** start of Records supplied **

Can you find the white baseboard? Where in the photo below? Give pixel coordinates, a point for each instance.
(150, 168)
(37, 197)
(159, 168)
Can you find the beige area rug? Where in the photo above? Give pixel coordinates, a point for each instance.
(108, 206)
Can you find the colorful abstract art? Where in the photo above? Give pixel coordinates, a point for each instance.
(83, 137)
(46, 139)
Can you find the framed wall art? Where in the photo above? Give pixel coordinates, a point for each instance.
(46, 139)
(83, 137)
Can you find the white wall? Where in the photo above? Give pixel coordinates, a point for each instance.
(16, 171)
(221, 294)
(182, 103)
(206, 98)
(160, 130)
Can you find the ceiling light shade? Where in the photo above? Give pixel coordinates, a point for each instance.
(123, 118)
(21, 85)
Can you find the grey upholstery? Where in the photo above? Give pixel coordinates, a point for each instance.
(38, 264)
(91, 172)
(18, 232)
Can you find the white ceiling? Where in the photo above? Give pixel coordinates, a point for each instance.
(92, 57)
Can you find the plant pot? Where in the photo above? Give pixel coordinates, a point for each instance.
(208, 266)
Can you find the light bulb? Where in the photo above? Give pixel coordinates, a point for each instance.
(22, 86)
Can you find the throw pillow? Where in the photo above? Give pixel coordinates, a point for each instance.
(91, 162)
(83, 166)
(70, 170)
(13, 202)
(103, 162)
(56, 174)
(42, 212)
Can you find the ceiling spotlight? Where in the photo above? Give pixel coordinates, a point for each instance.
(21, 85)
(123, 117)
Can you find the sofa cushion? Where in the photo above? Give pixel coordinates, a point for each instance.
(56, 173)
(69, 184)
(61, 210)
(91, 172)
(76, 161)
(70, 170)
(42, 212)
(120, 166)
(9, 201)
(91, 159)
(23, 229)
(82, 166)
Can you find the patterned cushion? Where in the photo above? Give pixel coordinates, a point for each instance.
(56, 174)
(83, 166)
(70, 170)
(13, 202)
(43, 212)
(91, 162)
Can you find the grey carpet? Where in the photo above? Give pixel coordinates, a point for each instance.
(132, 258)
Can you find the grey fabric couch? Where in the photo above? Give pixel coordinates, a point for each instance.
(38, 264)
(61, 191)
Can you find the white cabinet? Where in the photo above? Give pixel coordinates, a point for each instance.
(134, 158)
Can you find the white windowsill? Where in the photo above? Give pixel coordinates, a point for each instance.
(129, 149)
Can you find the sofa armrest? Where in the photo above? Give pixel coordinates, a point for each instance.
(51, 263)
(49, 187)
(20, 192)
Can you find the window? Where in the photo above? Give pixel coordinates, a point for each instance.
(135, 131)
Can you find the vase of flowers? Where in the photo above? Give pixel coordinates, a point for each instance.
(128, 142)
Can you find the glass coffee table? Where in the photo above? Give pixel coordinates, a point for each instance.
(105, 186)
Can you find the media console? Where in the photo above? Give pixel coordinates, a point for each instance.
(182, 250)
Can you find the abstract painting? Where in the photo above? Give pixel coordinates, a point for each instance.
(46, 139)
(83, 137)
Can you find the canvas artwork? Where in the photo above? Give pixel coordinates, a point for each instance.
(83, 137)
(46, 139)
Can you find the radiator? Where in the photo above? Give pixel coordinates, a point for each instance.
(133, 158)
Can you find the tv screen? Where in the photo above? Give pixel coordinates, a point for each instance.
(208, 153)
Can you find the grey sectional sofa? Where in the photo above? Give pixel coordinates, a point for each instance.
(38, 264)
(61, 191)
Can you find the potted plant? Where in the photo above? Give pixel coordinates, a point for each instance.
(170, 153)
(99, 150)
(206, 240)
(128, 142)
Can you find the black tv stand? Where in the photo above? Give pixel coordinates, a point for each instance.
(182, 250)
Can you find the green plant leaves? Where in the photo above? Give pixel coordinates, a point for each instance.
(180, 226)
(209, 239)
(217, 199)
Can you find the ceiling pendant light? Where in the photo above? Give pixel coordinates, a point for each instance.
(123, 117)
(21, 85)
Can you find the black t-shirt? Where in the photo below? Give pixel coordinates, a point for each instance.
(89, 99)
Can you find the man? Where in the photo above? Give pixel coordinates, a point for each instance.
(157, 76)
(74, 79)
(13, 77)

** end of Records supplied **

Copy out every item above word for word, one line at a time.

Can you find the white baseboard? Where in the photo below? Give pixel coordinates, a point for each instance.
(150, 168)
(37, 197)
(159, 168)
Can you find the beige area rug? Where in the photo above? Give pixel coordinates, a point for each instance.
(108, 206)
Can you find the colorful abstract art? Where in the photo above? Give pixel coordinates, a point for each instance.
(83, 137)
(46, 139)
Can you find the framed wall art? Where in the photo above? Give pixel coordinates, a point for each instance.
(46, 139)
(83, 137)
Can you find the white wall? Where in the photo above? Give pixel coordinates, a point for each instance.
(16, 171)
(221, 294)
(182, 103)
(206, 98)
(160, 130)
Can you find the ceiling light shade? Where in the photo above? Give pixel coordinates, a point for each instance.
(123, 118)
(21, 85)
Can you find the grey upholstery? Where in the photo above? Give pixel coordinates, a point for each instance.
(38, 264)
(91, 172)
(18, 232)
Can you find the white ceiling? Where in the photo above? Give pixel coordinates, a point for each instance.
(92, 57)
Can you find the plant pot? Where in the photo above? Give pixel coordinates, a point for each instance.
(208, 266)
Can you find the light bulb? Where in the photo above? Give pixel coordinates, a point for each instance.
(22, 86)
Can you find the throw pillow? Where in the photo above? Give pixel coordinates, a point for each instance.
(91, 162)
(83, 166)
(70, 170)
(13, 202)
(103, 162)
(56, 174)
(42, 212)
Can you find the ceiling spotlight? Where in the photo above? Give pixel coordinates, a point for each instance.
(21, 85)
(123, 117)
Can you find the sofa cushion? Where in the photo above? Give pixel coordinates, a point for each instance.
(56, 173)
(69, 184)
(61, 210)
(91, 172)
(76, 161)
(70, 170)
(42, 212)
(120, 166)
(9, 201)
(91, 159)
(23, 229)
(82, 166)
Can you find the patterned cushion? Where in the photo above? Give pixel coordinates, a point for each instance.
(56, 174)
(83, 166)
(70, 170)
(13, 202)
(43, 212)
(91, 162)
Can you find the grey carpet? Where in the photo above? Give pixel coordinates, a point for each instance.
(132, 258)
Can you find the grey fabric couch? Where in the photo above? Give pixel coordinates, a point for each instance.
(38, 264)
(61, 191)
Can you find the white cabinet? Where in the photo above? Give pixel coordinates, a point for each instance.
(134, 158)
Can you find the white windowsill? Where in the photo above? Give pixel coordinates, a point for each instance.
(129, 149)
Can you find the sofa armrest? Where in the photo above? Give pixel coordinates, a point for each instance.
(51, 263)
(49, 187)
(20, 192)
Can you find the window? Where in the photo above? Give pixel coordinates, a point for each instance.
(135, 131)
Can you find the vase of flowers? Where in the photo above? Give pixel coordinates, a point for each instance.
(128, 142)
Can you find the glass coffee table? Where in the photo above? Give pixel coordinates, a point for each instance.
(105, 186)
Can you find the media console? Where in the photo above? Give pixel coordinates, a point for each instance.
(182, 250)
Can you find the abstract painting? Where in the photo above? Give pixel coordinates, a point for each instance.
(46, 139)
(83, 137)
Can you find the canvas artwork? Where in the photo above? Give pixel coordinates, a point for each instance.
(83, 137)
(46, 139)
Can you find the radiator? Where in the photo above? Give pixel coordinates, a point for each instance.
(133, 158)
Can you find the tv screen? Where in the photo above? Give pixel coordinates, a point for each instance.
(208, 153)
Can you find the grey sectional sofa? Where in the photo above? Give pixel coordinates, a point for each instance.
(38, 264)
(61, 191)
Can you find the potted plant? Where in the photo above? Give pixel coordinates, a point for each instance.
(170, 153)
(99, 150)
(206, 240)
(128, 142)
Can you find the black tv stand? Where in the photo above? Give pixel coordinates, a point for each instance.
(182, 250)
Can you find the green plant leaves? Where in the photo above? Give pixel coordinates, a point for each instance.
(180, 226)
(209, 239)
(217, 199)
Can you find the ceiling pendant light? Where in the photo above? Give pixel coordinates, a point for each instance.
(123, 117)
(21, 85)
Can you find the black t-shirt? Where in the photo below? Give pixel coordinates, a point for each instance.
(89, 99)
Can you find the man? Where in the photo above? Give pixel coordinates, a point for each instance.
(157, 76)
(74, 79)
(13, 77)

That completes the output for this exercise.